THE EXERCISE ▸ How many lines in the material below contain the word "instance"? Letter case matters. Reply with the number alone.

DATASET EXTRACT ▸

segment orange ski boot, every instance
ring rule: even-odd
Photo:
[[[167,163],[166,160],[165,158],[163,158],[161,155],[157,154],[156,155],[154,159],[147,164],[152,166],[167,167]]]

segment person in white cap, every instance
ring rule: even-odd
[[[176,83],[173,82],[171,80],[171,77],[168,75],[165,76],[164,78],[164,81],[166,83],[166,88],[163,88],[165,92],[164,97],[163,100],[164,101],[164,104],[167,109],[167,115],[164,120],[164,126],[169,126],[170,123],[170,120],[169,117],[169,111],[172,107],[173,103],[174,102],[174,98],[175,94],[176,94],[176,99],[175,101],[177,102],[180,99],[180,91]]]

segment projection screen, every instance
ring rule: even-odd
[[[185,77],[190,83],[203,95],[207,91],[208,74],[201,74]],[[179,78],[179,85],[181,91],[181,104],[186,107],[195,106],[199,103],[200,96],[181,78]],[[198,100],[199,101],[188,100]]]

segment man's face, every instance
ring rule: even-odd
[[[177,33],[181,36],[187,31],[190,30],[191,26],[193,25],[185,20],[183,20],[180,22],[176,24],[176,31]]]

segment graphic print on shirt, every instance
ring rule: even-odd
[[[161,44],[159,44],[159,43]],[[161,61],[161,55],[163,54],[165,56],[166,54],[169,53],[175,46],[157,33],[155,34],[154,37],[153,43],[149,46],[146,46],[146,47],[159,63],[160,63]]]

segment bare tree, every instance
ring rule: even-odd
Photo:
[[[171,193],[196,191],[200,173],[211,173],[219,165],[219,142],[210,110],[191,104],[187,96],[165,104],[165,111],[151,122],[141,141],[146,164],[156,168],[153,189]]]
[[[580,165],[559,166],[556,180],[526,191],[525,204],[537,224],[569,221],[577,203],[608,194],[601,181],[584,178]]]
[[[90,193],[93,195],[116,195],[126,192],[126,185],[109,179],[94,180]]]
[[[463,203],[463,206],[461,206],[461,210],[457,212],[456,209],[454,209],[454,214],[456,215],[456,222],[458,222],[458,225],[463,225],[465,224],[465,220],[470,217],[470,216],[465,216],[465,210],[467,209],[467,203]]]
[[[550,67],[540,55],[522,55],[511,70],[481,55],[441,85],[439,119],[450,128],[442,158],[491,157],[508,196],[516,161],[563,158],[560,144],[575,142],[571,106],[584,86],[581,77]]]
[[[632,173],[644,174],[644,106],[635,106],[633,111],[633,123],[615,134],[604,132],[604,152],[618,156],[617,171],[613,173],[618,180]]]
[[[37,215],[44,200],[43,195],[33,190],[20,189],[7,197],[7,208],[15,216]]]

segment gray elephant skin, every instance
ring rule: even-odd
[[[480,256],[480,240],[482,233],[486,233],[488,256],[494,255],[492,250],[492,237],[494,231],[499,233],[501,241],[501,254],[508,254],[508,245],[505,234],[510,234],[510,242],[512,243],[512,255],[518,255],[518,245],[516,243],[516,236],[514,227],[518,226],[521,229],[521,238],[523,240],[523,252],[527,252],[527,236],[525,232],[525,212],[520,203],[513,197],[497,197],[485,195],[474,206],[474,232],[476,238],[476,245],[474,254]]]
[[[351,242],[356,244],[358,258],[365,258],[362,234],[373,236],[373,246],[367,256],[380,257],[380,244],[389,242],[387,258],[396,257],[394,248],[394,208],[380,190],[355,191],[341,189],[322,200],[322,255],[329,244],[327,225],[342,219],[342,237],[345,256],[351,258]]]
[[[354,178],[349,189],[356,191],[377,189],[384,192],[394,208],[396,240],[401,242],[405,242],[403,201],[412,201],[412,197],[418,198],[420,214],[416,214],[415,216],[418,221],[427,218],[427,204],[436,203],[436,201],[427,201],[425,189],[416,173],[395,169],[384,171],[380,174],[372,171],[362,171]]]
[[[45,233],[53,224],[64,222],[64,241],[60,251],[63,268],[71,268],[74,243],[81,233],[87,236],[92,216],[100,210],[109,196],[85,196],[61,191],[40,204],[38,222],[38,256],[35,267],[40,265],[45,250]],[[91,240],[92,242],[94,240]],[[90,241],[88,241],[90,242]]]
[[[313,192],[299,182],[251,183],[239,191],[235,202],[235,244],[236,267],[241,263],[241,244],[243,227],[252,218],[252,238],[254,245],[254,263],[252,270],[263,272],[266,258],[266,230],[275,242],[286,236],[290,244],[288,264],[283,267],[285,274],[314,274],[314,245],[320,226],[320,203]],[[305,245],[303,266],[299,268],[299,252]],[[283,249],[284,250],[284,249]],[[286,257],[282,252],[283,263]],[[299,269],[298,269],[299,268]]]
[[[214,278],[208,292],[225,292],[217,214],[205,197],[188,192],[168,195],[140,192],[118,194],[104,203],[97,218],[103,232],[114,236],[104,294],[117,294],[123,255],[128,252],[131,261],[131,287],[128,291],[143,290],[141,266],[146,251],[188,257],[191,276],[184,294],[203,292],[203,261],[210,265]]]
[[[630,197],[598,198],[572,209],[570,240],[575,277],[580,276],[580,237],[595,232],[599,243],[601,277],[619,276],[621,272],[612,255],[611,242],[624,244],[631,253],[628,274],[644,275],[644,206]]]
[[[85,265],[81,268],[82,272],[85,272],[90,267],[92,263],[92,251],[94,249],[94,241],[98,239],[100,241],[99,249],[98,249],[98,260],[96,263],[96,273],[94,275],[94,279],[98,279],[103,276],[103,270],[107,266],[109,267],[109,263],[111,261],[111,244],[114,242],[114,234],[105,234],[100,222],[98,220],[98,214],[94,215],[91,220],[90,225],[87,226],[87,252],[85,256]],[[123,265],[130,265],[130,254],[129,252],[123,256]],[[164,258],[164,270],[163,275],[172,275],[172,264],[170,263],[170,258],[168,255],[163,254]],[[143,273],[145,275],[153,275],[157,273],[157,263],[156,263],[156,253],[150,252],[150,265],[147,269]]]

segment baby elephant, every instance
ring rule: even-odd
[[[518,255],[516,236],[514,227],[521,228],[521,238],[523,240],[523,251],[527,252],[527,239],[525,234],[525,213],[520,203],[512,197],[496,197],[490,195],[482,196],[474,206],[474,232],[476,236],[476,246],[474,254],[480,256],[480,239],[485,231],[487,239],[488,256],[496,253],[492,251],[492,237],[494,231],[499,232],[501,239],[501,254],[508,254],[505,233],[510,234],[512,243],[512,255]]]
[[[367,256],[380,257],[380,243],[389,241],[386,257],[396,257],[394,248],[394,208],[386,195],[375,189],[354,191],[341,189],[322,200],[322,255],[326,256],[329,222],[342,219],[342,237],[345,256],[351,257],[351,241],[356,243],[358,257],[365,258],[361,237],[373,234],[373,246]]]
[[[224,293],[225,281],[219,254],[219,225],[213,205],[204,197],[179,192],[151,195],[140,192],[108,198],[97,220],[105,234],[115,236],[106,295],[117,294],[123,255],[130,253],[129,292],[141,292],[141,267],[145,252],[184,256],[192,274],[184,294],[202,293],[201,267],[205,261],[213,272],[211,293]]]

TASK RESPONSE ▸ 8